##### Reading passage
The next steps are to find ways to reduce the difference, which means accounting for confounding factors, such as the thermal properties of the various phone cases, or whether the phone is actually exposed to open air or is taking readings while inside a pocket or purse.

The team, which included Robinson, was led by Aart Overeem, a hydrologist at Wageningen University. The results of the team's initial experiments have been accepted for publication in the journal Geophysical Research Letters.

The notion of using cellphones to record temperatures is of intense interest in improving forecasts for urban meteorology, in which heat rising from city surfaces can boost temperatures by several degrees, especially at night. Having temperature readings from thousands of locations would allow energy or emergency managers to build temperature maps that would allow them to anticipate energy demand or more efficiently allocate resources to areas where the heat is greatest and the population most vulnerable, the researchers say.

The biggest boon to local or regional weather forecasts could well come merely from the pressure sensors inside smart phones, says Cliff Mass, a professor of meteorology at the University of Washington in Seattle who is pioneering the incorporation of cellphone air-pressure measurements into forecast models.

"This could really be a major advance for forecasting," he writes in an e-mail.
##########
> Request 1:
Please duplicate the part of the article on cellphone weather readings between "The notion of" and "into forecast models.", inclusive.
The article and the entries were taken from unrelated sources.
##### Recorded information
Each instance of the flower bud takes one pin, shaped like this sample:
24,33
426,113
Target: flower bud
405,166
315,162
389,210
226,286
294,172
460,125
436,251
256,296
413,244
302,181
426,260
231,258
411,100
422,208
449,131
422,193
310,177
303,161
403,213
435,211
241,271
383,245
##########
> Request 2:
Render every line of the entries as a JSON list of strings, one string per line, omitting blank lines.

> Exercise answer 1:
The notion of using cellphones to record temperatures is of intense interest in improving forecasts for urban meteorology, in which heat rising from city surfaces can boost temperatures by several degrees, especially at night. Having temperature readings from thousands of locations would allow energy or emergency managers to build temperature maps that would allow them to anticipate energy demand or more efficiently allocate resources to areas where the heat is greatest and the population most vulnerable, the researchers say.

The biggest boon to local or regional weather forecasts could well come merely from the pressure sensors inside smart phones, says Cliff Mass, a professor of meteorology at the University of Washington in Seattle who is pioneering the incorporation of cellphone air-pressure measurements into forecast models.

> Exercise answer 2:
[
  "Each instance of the flower bud takes one pin, shaped like this sample:",
  "24,33",
  "426,113",
  "Target: flower bud",
  "405,166",
  "315,162",
  "389,210",
  "226,286",
  "294,172",
  "460,125",
  "436,251",
  "256,296",
  "413,244",
  "302,181",
  "426,260",
  "231,258",
  "411,100",
  "422,208",
  "449,131",
  "422,193",
  "310,177",
  "303,161",
  "403,213",
  "435,211",
  "241,271",
  "383,245"
]